Übungsmaterial >>
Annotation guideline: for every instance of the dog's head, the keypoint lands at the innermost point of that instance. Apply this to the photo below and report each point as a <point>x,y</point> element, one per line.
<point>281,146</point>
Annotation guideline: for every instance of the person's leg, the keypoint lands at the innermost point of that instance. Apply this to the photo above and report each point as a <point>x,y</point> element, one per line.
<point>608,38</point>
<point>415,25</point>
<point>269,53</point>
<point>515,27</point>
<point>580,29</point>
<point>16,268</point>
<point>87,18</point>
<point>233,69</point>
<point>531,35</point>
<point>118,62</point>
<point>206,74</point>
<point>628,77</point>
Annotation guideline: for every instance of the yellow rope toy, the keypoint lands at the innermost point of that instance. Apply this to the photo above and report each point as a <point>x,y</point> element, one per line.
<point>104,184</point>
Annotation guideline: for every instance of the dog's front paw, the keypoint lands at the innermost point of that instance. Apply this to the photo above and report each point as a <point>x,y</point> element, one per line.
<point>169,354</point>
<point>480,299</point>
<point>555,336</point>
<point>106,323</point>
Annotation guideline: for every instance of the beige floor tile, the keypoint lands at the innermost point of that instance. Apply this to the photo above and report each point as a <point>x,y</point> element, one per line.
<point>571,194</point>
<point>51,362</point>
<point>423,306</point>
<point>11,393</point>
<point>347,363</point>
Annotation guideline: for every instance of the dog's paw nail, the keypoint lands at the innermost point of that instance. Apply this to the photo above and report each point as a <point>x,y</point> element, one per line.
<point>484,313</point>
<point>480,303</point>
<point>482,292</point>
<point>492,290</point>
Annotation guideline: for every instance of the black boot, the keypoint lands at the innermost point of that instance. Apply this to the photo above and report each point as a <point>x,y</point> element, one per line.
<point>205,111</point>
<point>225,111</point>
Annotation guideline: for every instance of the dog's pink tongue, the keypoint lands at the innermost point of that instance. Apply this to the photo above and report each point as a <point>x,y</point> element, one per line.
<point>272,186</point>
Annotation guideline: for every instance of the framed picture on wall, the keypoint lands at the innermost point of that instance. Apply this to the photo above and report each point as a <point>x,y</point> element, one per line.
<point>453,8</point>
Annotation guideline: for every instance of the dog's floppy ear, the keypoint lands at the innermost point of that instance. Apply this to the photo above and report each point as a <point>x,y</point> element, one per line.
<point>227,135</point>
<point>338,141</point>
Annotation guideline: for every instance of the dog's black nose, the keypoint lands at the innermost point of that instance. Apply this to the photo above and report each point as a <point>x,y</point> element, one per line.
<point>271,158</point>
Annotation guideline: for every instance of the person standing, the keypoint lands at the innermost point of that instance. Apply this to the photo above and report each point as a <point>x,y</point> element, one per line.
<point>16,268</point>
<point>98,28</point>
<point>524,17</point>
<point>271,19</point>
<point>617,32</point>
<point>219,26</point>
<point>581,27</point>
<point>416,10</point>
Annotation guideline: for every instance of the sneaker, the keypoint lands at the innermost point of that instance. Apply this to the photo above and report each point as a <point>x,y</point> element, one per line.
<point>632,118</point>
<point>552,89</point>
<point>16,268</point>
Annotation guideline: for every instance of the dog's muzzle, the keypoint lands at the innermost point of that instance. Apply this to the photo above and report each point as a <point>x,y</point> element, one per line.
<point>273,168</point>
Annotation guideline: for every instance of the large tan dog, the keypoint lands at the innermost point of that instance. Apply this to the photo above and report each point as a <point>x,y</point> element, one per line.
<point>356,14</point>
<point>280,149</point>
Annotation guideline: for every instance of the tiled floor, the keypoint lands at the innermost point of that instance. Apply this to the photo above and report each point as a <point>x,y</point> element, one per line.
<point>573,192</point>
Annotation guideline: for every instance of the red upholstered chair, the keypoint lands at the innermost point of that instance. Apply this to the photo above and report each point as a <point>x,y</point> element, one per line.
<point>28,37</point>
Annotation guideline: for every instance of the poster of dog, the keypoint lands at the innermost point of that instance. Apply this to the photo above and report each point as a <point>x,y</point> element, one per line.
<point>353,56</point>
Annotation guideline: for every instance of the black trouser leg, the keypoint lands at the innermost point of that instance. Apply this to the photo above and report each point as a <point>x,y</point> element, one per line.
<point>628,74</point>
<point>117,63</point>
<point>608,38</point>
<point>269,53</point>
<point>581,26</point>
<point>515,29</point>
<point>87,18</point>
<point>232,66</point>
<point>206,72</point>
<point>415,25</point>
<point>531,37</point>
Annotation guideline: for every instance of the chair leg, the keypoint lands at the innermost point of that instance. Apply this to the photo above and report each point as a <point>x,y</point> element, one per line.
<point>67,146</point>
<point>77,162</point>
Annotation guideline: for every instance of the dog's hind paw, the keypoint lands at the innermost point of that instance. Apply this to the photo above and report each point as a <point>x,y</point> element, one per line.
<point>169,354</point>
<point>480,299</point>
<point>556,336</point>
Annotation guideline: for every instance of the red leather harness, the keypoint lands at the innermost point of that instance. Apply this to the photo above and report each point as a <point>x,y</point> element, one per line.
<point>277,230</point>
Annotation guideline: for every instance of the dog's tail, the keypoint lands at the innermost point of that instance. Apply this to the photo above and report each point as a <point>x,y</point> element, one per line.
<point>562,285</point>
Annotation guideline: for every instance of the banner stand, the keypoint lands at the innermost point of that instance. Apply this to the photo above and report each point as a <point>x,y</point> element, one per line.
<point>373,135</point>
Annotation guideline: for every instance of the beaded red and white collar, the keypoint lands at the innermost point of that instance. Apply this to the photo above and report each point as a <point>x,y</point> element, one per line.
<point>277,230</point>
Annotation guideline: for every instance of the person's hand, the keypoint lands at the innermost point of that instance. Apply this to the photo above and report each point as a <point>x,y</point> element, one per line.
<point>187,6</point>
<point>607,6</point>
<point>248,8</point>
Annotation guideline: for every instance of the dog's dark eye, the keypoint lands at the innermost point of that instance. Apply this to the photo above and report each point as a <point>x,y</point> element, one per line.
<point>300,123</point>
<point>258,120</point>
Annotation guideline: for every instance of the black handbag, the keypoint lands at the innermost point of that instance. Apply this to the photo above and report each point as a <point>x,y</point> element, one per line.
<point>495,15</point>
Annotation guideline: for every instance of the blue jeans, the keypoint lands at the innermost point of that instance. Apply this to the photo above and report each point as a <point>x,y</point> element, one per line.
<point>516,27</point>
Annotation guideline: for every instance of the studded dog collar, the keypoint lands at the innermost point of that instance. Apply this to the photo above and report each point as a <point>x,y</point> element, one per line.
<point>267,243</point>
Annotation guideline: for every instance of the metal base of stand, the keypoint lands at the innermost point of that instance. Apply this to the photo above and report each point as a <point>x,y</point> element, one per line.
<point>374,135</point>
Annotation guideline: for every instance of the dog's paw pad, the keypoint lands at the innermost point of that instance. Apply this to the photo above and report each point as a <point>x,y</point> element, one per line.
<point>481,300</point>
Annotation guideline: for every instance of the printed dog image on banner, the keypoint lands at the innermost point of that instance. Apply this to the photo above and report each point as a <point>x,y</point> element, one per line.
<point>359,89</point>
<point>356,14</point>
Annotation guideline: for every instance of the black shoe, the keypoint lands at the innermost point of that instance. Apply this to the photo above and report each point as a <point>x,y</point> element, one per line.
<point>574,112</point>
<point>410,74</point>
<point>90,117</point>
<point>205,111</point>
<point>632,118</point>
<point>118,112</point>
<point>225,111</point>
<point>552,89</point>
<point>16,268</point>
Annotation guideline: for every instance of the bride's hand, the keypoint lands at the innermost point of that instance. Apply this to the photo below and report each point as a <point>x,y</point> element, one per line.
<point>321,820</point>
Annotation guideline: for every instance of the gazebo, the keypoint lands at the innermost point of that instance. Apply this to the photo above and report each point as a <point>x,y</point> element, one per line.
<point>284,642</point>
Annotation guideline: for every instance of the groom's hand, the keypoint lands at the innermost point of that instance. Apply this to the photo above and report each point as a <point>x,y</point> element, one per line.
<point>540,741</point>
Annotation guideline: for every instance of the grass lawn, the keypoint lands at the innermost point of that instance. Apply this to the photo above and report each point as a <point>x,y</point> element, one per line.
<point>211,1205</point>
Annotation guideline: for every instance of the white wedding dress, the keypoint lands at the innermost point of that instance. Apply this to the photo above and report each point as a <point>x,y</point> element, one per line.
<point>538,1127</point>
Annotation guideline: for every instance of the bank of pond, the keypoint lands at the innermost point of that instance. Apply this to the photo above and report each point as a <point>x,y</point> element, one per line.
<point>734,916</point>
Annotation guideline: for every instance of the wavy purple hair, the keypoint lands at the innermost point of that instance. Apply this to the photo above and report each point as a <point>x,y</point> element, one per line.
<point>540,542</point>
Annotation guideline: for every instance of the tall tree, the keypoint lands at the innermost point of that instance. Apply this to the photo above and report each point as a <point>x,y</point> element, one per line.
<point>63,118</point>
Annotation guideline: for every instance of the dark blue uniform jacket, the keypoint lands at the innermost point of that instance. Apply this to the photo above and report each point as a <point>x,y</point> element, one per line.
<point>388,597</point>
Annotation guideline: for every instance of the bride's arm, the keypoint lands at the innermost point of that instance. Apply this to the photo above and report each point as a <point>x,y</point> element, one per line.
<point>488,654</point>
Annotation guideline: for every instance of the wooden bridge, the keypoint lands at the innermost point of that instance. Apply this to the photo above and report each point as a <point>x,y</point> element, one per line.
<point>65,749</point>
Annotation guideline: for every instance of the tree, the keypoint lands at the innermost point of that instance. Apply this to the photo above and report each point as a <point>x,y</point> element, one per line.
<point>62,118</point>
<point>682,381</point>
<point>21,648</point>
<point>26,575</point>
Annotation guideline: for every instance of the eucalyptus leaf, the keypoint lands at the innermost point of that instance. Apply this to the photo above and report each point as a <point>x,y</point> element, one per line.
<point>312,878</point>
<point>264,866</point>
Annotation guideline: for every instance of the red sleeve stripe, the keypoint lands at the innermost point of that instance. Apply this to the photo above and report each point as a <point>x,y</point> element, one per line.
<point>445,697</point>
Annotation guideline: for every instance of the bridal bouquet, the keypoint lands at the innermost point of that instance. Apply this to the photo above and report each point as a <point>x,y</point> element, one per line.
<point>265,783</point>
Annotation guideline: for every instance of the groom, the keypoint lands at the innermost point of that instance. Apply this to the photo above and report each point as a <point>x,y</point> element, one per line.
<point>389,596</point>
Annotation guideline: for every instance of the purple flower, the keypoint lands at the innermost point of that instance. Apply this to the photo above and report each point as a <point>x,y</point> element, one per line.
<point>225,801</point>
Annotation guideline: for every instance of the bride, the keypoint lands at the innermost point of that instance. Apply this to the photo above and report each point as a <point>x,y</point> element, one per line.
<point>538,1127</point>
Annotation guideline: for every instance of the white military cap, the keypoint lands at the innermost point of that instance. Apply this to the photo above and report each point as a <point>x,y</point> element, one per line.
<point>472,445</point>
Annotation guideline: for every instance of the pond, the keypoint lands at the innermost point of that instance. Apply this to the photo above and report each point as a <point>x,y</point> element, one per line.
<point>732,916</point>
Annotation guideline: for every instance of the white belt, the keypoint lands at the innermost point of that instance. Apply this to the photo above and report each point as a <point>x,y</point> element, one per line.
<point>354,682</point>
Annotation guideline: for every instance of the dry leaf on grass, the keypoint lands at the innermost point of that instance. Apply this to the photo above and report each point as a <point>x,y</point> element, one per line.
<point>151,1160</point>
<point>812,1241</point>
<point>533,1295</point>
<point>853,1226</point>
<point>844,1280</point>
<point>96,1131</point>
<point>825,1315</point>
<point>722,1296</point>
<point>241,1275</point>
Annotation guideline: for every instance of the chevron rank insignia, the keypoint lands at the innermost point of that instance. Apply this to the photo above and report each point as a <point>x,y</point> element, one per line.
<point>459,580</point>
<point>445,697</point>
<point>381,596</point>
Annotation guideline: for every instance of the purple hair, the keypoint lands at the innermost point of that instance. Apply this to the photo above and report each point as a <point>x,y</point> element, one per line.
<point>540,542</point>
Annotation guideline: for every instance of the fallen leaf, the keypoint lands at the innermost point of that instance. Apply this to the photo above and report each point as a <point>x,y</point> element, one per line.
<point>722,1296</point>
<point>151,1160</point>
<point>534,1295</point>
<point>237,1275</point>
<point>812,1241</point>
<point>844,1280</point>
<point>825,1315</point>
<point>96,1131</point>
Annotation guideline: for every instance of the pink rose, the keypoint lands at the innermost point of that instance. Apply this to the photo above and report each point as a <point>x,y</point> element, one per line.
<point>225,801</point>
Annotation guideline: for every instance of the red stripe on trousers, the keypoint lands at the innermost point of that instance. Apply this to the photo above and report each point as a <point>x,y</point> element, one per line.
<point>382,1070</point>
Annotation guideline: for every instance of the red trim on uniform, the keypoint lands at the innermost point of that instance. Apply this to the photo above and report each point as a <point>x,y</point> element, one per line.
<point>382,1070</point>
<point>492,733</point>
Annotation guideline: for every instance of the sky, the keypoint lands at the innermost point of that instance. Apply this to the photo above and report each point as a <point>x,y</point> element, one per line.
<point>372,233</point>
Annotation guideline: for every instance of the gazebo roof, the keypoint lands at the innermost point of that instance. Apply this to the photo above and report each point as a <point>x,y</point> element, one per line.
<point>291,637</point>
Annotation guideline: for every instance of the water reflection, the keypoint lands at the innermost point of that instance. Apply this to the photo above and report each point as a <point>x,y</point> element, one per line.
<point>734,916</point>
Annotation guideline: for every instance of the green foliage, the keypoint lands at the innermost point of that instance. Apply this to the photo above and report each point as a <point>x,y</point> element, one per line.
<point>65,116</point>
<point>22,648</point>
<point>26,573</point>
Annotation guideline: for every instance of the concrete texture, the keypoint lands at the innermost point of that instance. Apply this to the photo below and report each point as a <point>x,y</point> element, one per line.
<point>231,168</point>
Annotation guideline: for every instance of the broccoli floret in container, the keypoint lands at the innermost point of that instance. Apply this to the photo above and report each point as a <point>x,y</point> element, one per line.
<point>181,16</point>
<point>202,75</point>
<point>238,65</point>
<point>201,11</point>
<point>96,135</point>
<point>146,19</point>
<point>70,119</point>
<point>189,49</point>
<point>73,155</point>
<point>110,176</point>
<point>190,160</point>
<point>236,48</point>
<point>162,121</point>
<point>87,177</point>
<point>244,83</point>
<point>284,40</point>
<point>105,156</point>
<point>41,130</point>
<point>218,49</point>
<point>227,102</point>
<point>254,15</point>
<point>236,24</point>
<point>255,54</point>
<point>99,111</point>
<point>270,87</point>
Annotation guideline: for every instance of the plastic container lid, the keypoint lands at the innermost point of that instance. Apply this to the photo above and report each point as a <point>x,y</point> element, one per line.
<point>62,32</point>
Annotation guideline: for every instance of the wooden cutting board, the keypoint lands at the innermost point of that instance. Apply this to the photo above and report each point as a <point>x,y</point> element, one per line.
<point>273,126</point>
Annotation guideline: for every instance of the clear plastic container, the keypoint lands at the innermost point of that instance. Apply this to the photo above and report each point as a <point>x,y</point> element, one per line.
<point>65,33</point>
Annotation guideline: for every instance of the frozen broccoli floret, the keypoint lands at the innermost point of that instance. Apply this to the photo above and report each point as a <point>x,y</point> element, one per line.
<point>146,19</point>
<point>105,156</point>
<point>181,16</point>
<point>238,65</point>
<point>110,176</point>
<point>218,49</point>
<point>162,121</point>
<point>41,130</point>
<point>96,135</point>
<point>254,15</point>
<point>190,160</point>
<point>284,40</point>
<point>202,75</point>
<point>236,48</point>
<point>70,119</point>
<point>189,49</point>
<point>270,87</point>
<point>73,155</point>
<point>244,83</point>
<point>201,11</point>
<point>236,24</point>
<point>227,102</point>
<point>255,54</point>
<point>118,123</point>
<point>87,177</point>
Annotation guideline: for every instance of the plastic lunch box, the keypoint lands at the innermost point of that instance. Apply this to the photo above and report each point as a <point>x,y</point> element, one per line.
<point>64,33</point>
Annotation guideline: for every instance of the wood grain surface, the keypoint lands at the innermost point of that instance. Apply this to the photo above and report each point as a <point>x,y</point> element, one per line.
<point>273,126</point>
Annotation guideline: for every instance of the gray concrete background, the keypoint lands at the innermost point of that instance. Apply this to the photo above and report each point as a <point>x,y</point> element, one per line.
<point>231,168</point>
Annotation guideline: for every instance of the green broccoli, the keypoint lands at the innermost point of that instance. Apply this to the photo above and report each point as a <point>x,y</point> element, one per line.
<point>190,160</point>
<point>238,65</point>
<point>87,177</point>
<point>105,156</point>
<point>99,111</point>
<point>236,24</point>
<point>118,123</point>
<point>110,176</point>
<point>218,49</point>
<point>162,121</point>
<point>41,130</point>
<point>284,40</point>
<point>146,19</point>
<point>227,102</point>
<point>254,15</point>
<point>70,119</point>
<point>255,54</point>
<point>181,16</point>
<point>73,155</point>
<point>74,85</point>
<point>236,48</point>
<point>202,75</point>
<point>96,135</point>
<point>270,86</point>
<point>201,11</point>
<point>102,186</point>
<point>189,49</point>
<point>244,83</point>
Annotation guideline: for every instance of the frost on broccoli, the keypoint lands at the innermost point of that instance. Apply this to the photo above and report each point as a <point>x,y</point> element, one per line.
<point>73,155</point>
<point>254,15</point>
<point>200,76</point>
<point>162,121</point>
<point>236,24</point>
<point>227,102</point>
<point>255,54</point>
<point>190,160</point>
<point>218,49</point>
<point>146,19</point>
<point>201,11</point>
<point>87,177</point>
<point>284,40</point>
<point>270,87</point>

Arbeitsauftrag >>
Übertrage aus den Datensätzen oben unverändert alle Zeilen von der Zeile mit „Annotation guideline: for every instance of the printed“ bis zu der Zeile mit „<point>211,1205</point>“. Beide Zeilen gehören dazu.

Lösung >>
Annotation guideline: for every instance of the printed dog image on banner, the keypoint lands at the innermost point of that instance. Apply this to the photo above and report each point as a <point>x,y</point> element, one per line.
<point>359,89</point>
<point>356,14</point>
Annotation guideline: for every instance of the black shoe, the keypoint lands at the innermost point of that instance. Apply this to the photo above and report each point as a <point>x,y</point> element, one per line.
<point>574,112</point>
<point>410,74</point>
<point>90,117</point>
<point>205,111</point>
<point>632,118</point>
<point>118,112</point>
<point>225,111</point>
<point>552,89</point>
<point>16,268</point>
Annotation guideline: for every instance of the bride's hand, the keypoint lands at the innermost point of that instance. Apply this to the photo below and report each point as a <point>x,y</point> element, one per line.
<point>321,820</point>
Annotation guideline: for every instance of the gazebo, the keypoint lands at the innermost point of that instance. Apply this to the photo above and report each point as a <point>x,y</point> element, one per line.
<point>284,642</point>
Annotation guideline: for every instance of the groom's hand, the keypoint lands at the innermost point of that instance. Apply this to the photo above and report each point as a <point>x,y</point> element, one per line.
<point>540,741</point>
Annotation guideline: for every instance of the grass lawn, the keypoint lands at the innermost point of that instance. Apply this to the photo above and report each point as a <point>x,y</point> element, one per line.
<point>211,1205</point>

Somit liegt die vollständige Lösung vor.